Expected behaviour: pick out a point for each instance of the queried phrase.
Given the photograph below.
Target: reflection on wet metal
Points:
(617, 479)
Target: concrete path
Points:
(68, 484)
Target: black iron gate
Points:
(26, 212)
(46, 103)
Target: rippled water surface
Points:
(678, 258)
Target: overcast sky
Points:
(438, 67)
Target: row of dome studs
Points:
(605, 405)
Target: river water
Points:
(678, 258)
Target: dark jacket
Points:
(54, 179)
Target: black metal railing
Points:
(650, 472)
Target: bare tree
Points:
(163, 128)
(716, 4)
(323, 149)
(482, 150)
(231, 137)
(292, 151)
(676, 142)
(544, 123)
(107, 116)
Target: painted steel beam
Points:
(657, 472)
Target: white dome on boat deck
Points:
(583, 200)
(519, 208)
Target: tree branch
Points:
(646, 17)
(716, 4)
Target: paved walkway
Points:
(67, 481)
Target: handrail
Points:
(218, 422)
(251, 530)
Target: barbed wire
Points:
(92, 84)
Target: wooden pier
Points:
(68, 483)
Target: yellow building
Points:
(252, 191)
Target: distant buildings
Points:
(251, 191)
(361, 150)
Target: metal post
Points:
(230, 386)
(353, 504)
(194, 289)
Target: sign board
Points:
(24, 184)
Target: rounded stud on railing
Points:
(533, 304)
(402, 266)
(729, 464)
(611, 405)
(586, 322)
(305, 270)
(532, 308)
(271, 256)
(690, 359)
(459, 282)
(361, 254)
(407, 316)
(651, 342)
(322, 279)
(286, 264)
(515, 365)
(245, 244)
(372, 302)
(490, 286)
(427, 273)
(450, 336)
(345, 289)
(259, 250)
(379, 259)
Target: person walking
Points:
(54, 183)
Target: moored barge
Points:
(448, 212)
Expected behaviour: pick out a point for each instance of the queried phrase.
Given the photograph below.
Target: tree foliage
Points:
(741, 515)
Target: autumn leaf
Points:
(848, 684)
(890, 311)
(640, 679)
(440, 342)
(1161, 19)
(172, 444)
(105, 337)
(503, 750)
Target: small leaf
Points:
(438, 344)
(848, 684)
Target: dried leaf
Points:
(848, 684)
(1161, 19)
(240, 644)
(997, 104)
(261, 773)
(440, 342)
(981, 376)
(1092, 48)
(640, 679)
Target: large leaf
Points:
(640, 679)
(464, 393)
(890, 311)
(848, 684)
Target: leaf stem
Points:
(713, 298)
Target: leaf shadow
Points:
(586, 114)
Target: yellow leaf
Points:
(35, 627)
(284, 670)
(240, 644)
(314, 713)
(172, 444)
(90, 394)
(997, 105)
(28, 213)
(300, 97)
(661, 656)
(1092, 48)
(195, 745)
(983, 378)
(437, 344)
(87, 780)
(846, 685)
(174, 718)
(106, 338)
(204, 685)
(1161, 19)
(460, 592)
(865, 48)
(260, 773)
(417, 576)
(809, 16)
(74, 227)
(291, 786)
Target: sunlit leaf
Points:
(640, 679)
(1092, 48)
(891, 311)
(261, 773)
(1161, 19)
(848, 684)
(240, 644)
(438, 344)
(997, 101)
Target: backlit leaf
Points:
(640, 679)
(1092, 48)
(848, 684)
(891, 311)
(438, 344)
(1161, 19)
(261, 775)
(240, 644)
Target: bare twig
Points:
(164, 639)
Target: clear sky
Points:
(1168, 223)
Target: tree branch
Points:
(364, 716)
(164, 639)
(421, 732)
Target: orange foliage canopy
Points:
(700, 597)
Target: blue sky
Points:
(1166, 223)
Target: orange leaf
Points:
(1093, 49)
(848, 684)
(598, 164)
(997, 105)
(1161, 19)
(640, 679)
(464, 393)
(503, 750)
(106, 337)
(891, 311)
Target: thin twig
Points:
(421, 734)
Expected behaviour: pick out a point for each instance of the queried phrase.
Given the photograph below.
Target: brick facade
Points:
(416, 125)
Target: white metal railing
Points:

--------------------------------

Problem requirements ::
Reproduce the listing shown above in its entirety, exactly.

Answer below ::
Expected behaviour: pick out a point for each instance of the queried phrase.
Given the photograph below.
Target: reflection on wet metal
Points:
(617, 479)
Target: concrete path
Points:
(68, 484)
Target: black iron gate
Points:
(26, 212)
(46, 103)
Target: rippled water surface
Points:
(678, 258)
Target: overcast sky
Points:
(438, 67)
Target: row of dome studs
Points:
(605, 405)
Target: river water
Points:
(678, 258)
Target: dark jacket
Points:
(54, 179)
Target: black metal railing
Points:
(650, 472)
Target: bare tree
Points:
(163, 128)
(716, 4)
(323, 149)
(482, 150)
(231, 137)
(292, 151)
(676, 142)
(544, 123)
(107, 116)
Target: painted steel beam
Points:
(657, 472)
Target: white dome on boat deck
Points:
(583, 200)
(519, 208)
Target: tree branch
Points:
(646, 17)
(716, 4)
Target: paved walkway
Points:
(67, 481)
Target: handrail
Points:
(218, 422)
(251, 530)
Target: barbed wire
Points:
(92, 84)
Target: wooden pier
Points:
(68, 483)
Target: yellow building
Points:
(252, 191)
Target: distant buildings
Points:
(251, 191)
(361, 150)
Target: metal post
Points:
(230, 386)
(353, 504)
(194, 289)
Target: sign board
Points:
(24, 184)
Target: rounded stud on railing
Points:
(533, 304)
(402, 266)
(729, 464)
(611, 405)
(586, 322)
(305, 270)
(532, 308)
(271, 256)
(690, 359)
(459, 282)
(361, 254)
(407, 316)
(651, 342)
(322, 279)
(286, 264)
(515, 365)
(245, 244)
(372, 302)
(490, 286)
(427, 273)
(450, 336)
(345, 289)
(259, 250)
(379, 259)
Target: person walking
Points:
(54, 183)
Target: moored barge
Points:
(448, 212)
Expected behaviour: pick out a point for each instance of the queried phrase.
Given the photograph below.
Target: tree foliage
Points:
(741, 515)
Target: autumn leaf
Points:
(848, 684)
(890, 311)
(640, 679)
(440, 342)
(1161, 19)
(172, 444)
(105, 337)
(503, 750)
Target: small leaf
Points:
(438, 344)
(848, 684)
Target: dried leaf
Points:
(848, 684)
(1161, 19)
(240, 644)
(997, 104)
(261, 773)
(440, 342)
(981, 376)
(1092, 48)
(640, 679)
Target: large leaf
Points:
(640, 679)
(464, 393)
(890, 311)
(848, 684)
Target: leaf stem
Points:
(713, 298)
Target: leaf shadow
Points:
(586, 114)
Target: yellow leaf
Points:
(35, 627)
(284, 670)
(240, 644)
(314, 713)
(172, 444)
(90, 394)
(997, 105)
(28, 213)
(300, 97)
(661, 656)
(1092, 48)
(195, 745)
(983, 378)
(437, 344)
(87, 780)
(846, 685)
(174, 718)
(106, 338)
(204, 685)
(1161, 19)
(460, 592)
(865, 48)
(260, 773)
(417, 576)
(809, 16)
(74, 227)
(291, 786)
Target: sunlit leaf
Points:
(640, 679)
(1092, 48)
(891, 311)
(261, 773)
(1161, 19)
(848, 684)
(240, 644)
(438, 344)
(997, 101)
Target: backlit leaf
Points:
(640, 679)
(1092, 48)
(848, 684)
(891, 311)
(438, 344)
(1161, 19)
(261, 775)
(240, 644)
Target: bare twig
Points:
(164, 639)
Target: clear sky
Points:
(1168, 223)
Target: tree branch
Points:
(364, 716)
(164, 639)
(421, 732)
Target: orange foliage canopy
Points:
(700, 597)
Target: blue sky
Points:
(1166, 223)
Target: orange leaf
Points:
(1093, 49)
(848, 684)
(598, 164)
(997, 105)
(1161, 19)
(640, 679)
(464, 393)
(503, 750)
(106, 337)
(891, 311)
Target: thin twig
Points:
(421, 734)
Expected behaviour: pick out a point for each instance of the queried phrase.
Given the photograph below.
Target: brick facade
Points:
(416, 125)
Target: white metal railing
Points:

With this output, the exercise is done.